### Consigne
Sélectionnez et recopiez chaque ligne ci-dessous où figure le mot « rocky ».

──────

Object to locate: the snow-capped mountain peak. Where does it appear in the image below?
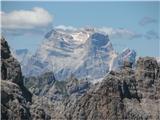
[15,28,135,80]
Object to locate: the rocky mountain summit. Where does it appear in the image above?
[15,28,136,80]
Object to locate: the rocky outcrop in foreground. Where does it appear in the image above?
[64,57,160,120]
[1,38,160,120]
[26,57,160,120]
[1,37,49,120]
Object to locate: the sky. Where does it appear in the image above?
[1,1,160,57]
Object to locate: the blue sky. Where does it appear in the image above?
[1,2,160,56]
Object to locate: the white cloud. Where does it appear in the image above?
[55,25,77,31]
[139,16,158,26]
[0,7,52,29]
[99,27,141,39]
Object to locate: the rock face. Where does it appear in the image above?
[1,37,49,120]
[20,28,136,80]
[64,57,160,120]
[1,37,32,119]
[1,38,23,85]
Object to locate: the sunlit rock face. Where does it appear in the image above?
[22,28,136,80]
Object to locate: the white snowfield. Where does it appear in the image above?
[15,28,136,80]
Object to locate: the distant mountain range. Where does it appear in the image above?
[14,28,136,80]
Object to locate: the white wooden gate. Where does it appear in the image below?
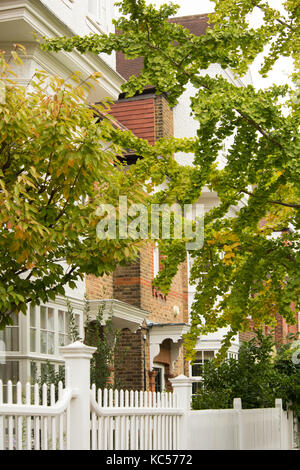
[91,386,183,450]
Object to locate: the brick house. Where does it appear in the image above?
[0,0,299,390]
[106,14,299,388]
[0,0,188,390]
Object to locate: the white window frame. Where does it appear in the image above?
[153,362,166,392]
[153,242,159,279]
[86,0,113,33]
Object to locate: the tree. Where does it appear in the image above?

──────

### Réponse ci-dessous
Object to locate: the rocky mountain summit. Where does it appear in the image above?
Object to locate: the rocky outcrop in foreground. Where does it appear in the image above?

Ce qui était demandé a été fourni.